→ Task requirements
Set down exactly the lines from the one containing "Target: woman's white tank top" through the last line of the records below, both included, and nothing else.

[Extracted data entries]
· · · · · · ·
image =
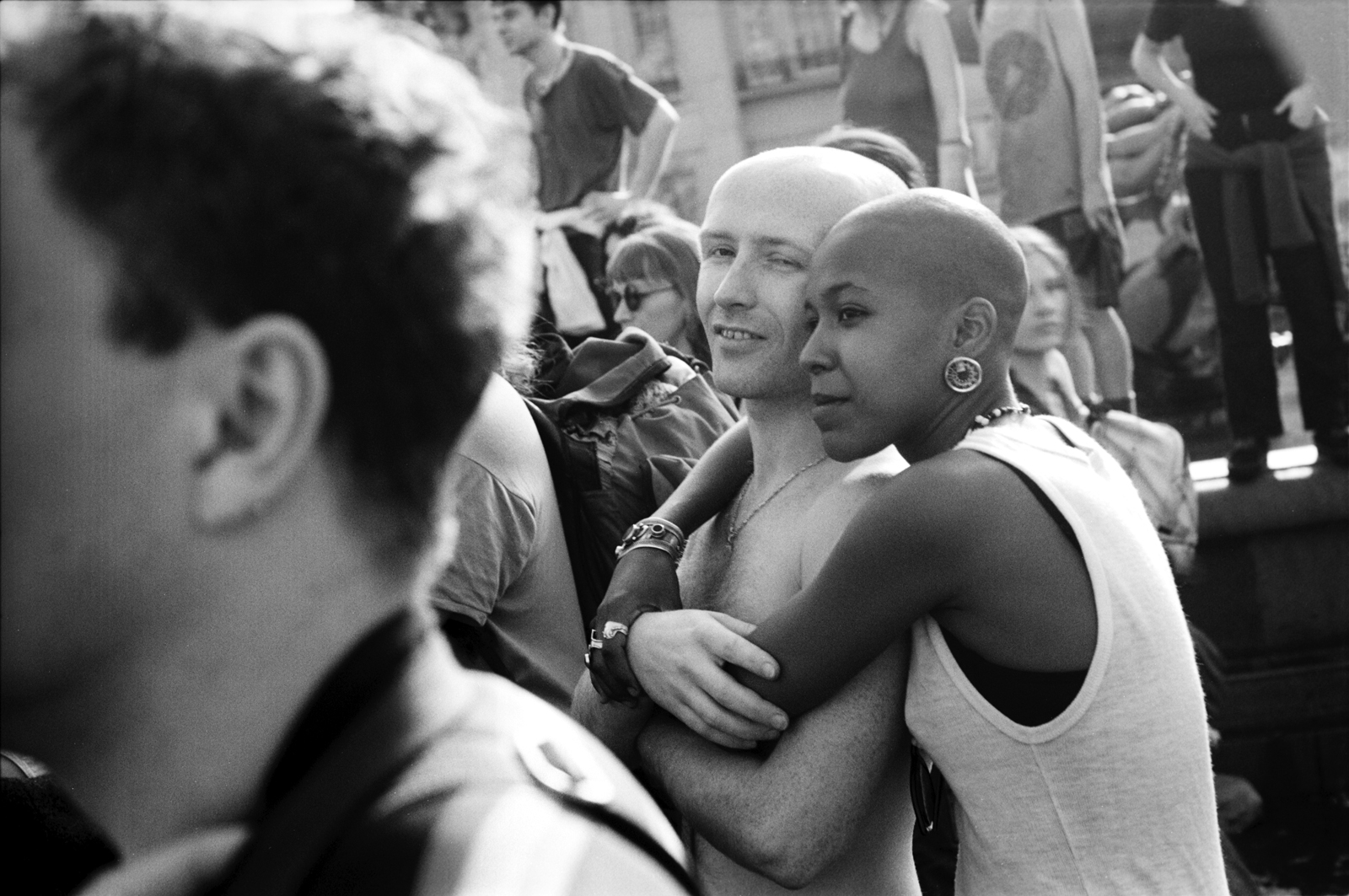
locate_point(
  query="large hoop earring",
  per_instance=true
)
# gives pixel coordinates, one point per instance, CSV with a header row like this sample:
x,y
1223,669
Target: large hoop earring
x,y
964,374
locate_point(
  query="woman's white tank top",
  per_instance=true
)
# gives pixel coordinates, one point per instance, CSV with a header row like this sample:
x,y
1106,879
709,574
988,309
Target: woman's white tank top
x,y
1116,794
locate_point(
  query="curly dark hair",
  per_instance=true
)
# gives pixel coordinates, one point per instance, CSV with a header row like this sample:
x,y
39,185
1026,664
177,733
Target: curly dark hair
x,y
309,165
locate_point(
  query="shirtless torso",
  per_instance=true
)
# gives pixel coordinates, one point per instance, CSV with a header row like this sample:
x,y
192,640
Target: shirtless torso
x,y
852,748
· · · · · · ·
→ Written response
Target: woman's white tank top
x,y
1116,794
locate_point(
  query="curly dark hair",
  per_instance=true
)
# gives pixel coordinates, one point per instance, CSV with a header row like this sample:
x,y
39,185
1026,664
177,733
Target: curly dark hair
x,y
309,165
locate_point(
  query="shirtless torso",
  per_instance=true
)
# gives pixel coordinates, one point per instance, CSV with a header row like this sample:
x,y
192,640
Target: shirtless torso
x,y
852,748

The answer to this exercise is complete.